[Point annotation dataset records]
········

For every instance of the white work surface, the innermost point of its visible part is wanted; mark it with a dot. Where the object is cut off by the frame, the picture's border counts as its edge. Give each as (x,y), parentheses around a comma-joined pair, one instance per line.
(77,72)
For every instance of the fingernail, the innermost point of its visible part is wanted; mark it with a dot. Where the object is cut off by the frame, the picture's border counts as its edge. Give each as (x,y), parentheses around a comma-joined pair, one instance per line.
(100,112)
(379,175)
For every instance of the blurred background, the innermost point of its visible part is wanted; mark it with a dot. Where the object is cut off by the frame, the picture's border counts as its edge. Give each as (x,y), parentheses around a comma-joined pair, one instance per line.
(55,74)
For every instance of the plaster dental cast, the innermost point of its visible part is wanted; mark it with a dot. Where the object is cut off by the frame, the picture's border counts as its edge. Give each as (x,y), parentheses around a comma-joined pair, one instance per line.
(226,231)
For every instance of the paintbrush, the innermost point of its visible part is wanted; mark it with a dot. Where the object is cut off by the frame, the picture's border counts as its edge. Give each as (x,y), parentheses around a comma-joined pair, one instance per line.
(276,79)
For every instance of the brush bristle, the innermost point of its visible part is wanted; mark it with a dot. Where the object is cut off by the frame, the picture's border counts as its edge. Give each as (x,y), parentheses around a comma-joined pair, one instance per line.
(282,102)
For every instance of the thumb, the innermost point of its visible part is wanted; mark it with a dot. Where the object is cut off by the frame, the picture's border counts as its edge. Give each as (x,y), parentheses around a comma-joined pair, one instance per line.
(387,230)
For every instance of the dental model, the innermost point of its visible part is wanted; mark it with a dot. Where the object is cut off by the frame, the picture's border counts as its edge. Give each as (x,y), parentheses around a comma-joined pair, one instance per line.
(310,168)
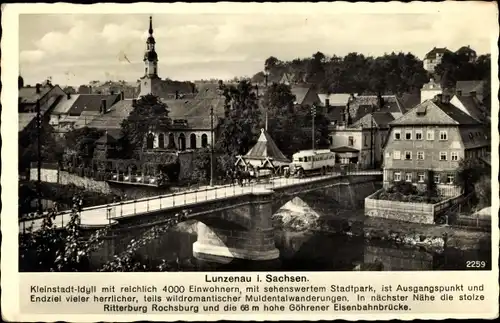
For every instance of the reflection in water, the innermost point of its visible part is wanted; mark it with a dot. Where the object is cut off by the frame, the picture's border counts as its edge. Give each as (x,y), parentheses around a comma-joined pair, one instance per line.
(313,251)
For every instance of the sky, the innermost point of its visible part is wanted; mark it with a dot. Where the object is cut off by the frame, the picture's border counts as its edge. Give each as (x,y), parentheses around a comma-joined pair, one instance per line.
(74,49)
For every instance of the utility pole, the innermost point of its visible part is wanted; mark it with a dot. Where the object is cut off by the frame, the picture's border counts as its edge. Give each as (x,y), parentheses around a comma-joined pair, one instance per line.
(212,146)
(39,157)
(371,140)
(313,114)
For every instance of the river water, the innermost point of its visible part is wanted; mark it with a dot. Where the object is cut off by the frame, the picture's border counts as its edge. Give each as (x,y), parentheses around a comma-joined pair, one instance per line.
(313,251)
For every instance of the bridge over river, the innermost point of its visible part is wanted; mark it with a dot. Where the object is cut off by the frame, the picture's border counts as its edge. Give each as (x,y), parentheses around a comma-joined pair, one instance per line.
(234,221)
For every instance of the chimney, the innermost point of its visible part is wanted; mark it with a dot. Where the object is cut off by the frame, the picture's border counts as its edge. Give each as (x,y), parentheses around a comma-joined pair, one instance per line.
(103,106)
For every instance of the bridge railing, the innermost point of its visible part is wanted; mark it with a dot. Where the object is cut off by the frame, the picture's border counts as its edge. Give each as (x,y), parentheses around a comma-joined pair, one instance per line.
(101,214)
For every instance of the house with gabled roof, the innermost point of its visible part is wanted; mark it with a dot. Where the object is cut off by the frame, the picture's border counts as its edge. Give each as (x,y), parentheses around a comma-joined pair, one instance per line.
(430,140)
(361,142)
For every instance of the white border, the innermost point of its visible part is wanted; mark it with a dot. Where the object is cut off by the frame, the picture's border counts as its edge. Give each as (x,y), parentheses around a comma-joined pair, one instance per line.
(10,44)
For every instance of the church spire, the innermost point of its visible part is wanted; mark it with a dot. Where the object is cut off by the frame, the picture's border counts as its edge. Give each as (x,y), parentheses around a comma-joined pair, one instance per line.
(150,26)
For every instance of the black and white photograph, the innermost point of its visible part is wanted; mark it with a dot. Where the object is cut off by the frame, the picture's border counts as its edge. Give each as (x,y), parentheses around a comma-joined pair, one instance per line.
(214,142)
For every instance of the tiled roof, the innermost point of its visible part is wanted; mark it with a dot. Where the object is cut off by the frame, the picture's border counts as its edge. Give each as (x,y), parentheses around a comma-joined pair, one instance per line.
(266,148)
(91,102)
(25,119)
(472,106)
(380,119)
(436,113)
(28,95)
(465,49)
(106,139)
(197,111)
(409,100)
(65,104)
(434,51)
(114,117)
(344,149)
(336,99)
(363,105)
(469,86)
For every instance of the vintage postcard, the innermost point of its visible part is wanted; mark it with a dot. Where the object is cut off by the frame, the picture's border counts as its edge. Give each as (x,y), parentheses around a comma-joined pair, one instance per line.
(249,161)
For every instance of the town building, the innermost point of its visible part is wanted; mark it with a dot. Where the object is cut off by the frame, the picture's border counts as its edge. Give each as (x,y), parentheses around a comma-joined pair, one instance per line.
(434,58)
(430,90)
(361,142)
(475,88)
(467,52)
(334,105)
(430,140)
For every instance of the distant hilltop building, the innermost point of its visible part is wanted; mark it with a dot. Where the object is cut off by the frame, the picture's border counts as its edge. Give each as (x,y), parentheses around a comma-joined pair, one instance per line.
(434,58)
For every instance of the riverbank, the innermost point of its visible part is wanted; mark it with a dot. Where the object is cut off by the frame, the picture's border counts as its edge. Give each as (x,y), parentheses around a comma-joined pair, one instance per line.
(427,236)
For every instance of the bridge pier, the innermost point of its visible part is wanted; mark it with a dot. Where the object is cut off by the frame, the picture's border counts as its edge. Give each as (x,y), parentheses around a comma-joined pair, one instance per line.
(252,240)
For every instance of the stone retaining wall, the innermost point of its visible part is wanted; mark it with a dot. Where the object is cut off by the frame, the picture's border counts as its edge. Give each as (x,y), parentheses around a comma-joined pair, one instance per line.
(407,211)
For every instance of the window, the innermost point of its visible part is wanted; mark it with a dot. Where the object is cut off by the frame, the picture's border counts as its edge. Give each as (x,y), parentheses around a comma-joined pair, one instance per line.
(408,177)
(421,177)
(204,140)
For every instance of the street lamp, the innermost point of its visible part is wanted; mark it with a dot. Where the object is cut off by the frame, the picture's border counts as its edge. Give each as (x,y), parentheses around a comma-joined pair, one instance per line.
(212,146)
(39,156)
(313,114)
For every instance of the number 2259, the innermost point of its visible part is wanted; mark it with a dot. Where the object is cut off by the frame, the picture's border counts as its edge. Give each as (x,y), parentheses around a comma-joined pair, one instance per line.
(475,264)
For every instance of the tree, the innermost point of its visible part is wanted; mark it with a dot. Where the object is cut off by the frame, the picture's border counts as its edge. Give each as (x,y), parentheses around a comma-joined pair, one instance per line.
(470,170)
(149,114)
(259,77)
(283,125)
(49,249)
(240,126)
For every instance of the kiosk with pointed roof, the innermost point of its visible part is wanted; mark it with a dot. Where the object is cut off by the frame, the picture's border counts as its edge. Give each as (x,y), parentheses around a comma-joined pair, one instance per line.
(265,154)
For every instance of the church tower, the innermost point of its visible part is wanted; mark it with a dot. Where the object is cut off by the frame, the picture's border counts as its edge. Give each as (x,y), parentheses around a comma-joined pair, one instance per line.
(150,82)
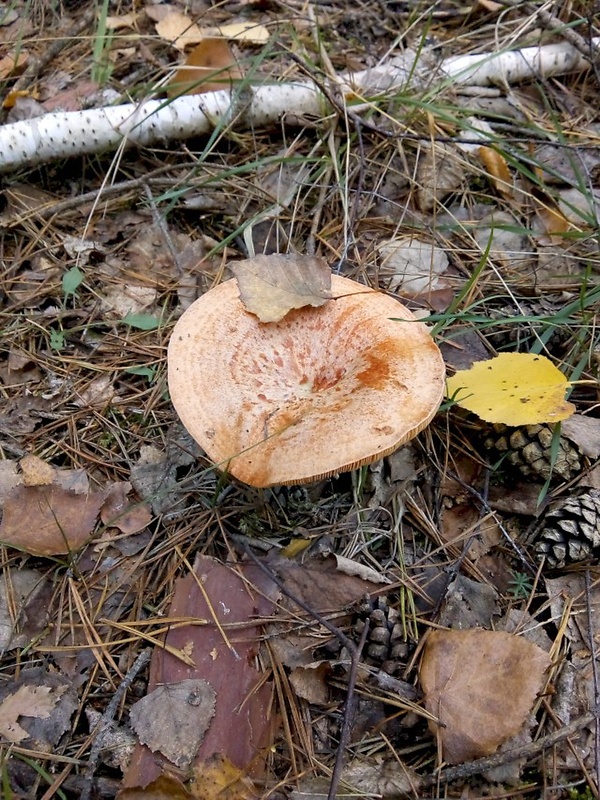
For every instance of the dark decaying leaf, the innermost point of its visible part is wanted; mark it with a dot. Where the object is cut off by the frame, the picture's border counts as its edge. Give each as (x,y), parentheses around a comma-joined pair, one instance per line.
(26,701)
(241,728)
(271,286)
(209,67)
(480,686)
(174,718)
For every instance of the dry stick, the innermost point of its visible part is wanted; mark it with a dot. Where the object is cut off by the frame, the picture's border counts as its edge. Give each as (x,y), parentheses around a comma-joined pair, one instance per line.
(107,718)
(59,135)
(354,651)
(499,759)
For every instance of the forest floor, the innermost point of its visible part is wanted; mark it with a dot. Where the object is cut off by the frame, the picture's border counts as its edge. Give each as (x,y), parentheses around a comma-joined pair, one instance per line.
(424,626)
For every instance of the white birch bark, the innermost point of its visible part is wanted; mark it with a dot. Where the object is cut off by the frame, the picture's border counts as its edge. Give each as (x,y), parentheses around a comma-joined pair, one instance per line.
(58,135)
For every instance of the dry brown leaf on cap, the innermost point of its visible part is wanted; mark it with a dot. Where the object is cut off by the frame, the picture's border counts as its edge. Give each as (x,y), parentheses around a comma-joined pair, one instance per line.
(174,718)
(247,32)
(27,701)
(24,599)
(584,432)
(47,520)
(118,511)
(218,779)
(480,687)
(271,286)
(498,170)
(209,67)
(36,472)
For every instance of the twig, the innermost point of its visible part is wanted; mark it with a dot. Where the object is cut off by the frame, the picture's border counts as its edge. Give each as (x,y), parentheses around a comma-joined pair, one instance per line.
(60,135)
(107,718)
(354,651)
(552,23)
(498,759)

········

Prompt:
In the entries above, take the line containing "For every instance of the forest" and each later line through the last, and repeat them exactly. Output nothing else.

Response to this task:
For every instance of the forest floor, the innermost point of its visible part is wanted; mark it with a dot. Where the object is cut off by the frame, the picture's border counts as its edge. Give each as (x,y), parentheses around a comma-joined pair, one instance per line.
(424,626)
For every instance of the white birch bark, the innermost point of its visible part is wanted; mark it with a dot. Where the object is cut off by the frame, the picture's border counts as its edge. Give each as (x,y), parentheses around a comma-joined pair, one instance per line.
(58,135)
For every instance of the dry brown leaf on cap, the innermost point of its visible part is wanted; mark it with a dot. Where the object is cut off by the frame, the picture's border counts as its edge. Give each as (x,y), parentheses around a comma-joined pair, one instance per line.
(174,718)
(247,32)
(27,701)
(24,599)
(584,432)
(47,520)
(118,511)
(218,779)
(480,687)
(271,286)
(498,170)
(209,67)
(36,472)
For every instance of the twig, the innermost point of its visible part is wanted; mark it with a dot. Where the object is cut off by the frame, the picture's border counts as its edge. Give each as (x,y), parentheses around a comma-joined pair, one instance per line.
(60,135)
(107,718)
(354,651)
(552,23)
(498,759)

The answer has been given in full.